* start Supplied entries *
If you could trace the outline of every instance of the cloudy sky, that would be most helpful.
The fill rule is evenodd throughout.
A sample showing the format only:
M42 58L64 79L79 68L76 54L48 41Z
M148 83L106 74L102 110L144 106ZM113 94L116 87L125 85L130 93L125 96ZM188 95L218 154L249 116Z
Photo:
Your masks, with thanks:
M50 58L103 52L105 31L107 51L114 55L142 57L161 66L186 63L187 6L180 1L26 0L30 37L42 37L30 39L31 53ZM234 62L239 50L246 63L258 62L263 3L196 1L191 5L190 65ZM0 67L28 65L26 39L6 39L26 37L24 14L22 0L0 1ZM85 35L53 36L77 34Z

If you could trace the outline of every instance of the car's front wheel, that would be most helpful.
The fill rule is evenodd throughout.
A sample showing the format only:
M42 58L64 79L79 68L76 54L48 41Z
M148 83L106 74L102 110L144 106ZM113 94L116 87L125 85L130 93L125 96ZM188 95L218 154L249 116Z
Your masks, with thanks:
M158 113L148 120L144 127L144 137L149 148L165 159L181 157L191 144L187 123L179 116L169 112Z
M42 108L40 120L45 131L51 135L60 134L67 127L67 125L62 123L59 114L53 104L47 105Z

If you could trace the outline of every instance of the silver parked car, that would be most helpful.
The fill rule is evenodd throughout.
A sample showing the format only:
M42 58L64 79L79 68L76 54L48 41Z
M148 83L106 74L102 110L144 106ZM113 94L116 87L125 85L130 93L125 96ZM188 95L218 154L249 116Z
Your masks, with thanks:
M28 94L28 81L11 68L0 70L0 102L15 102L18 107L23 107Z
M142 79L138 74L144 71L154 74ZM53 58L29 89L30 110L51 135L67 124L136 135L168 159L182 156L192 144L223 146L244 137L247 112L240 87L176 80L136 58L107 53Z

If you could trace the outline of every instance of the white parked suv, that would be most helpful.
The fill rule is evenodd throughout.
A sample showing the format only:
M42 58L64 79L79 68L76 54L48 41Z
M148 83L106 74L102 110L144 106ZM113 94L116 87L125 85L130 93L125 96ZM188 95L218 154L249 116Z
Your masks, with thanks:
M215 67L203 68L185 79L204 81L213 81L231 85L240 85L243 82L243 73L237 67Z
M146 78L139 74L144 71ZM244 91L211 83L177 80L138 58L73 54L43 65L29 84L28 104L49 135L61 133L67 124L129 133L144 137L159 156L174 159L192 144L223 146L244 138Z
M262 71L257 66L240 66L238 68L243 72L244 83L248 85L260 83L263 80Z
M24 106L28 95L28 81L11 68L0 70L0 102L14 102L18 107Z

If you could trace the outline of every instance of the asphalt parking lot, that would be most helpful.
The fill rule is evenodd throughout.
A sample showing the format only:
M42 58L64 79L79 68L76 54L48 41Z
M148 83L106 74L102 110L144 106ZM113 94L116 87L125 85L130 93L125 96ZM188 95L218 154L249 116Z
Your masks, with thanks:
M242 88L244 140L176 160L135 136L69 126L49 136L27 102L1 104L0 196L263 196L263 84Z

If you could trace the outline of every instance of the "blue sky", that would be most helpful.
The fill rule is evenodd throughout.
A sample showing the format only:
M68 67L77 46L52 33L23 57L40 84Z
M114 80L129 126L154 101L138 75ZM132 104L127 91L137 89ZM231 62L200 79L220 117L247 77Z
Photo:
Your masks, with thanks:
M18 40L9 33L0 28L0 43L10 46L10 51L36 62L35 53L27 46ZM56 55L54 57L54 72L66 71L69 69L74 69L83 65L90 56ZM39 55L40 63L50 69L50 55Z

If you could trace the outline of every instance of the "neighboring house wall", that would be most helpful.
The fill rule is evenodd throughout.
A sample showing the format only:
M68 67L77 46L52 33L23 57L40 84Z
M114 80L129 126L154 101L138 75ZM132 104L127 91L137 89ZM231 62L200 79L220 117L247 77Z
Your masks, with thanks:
* end Supplied entries *
- What needs to be done
Transcribe the records above exactly, but only from the line that contains "lot, that would be most helpful." through their final line, inclusive.

- Answer to this task
If you could trace the outline of every instance of the asphalt parking lot, that would be most helpful.
The fill rule is evenodd throughout.
A sample showing the format only:
M42 58L64 79L79 68L76 54L48 41Z
M148 83L106 74L102 110L144 106ZM113 94L116 87L125 85L130 93L125 96ZM188 95L218 154L249 116Z
Your masks, with thanks:
M242 88L244 140L176 160L135 136L69 126L49 136L27 102L1 104L0 196L263 196L263 84Z

If you could trace the outline of every instance of the "blue sky", that would be most helpful.
The fill rule is evenodd throughout.
A sample showing the format only:
M68 67L77 46L52 33L23 57L40 84Z
M114 80L129 126L154 101L138 75ZM132 104L127 91L137 89ZM231 62L200 79L220 117L247 77Z
Photo:
Your masks, with thanks:
M18 40L9 33L0 28L0 43L10 46L10 51L36 62L35 53L27 46ZM56 55L54 57L54 72L66 71L69 69L74 69L83 65L90 56ZM39 55L40 63L50 69L50 55Z

If you could trace the outline of every instance of the "neighboring house wall", that would be most helpful.
The fill rule is evenodd throughout.
A sample showing the format only:
M68 67L77 46L52 33L23 57L40 84Z
M114 80L129 126L154 101L138 75ZM132 104L127 91L137 89ZM231 62L200 79L220 117L247 77Z
Your masks, with thanks:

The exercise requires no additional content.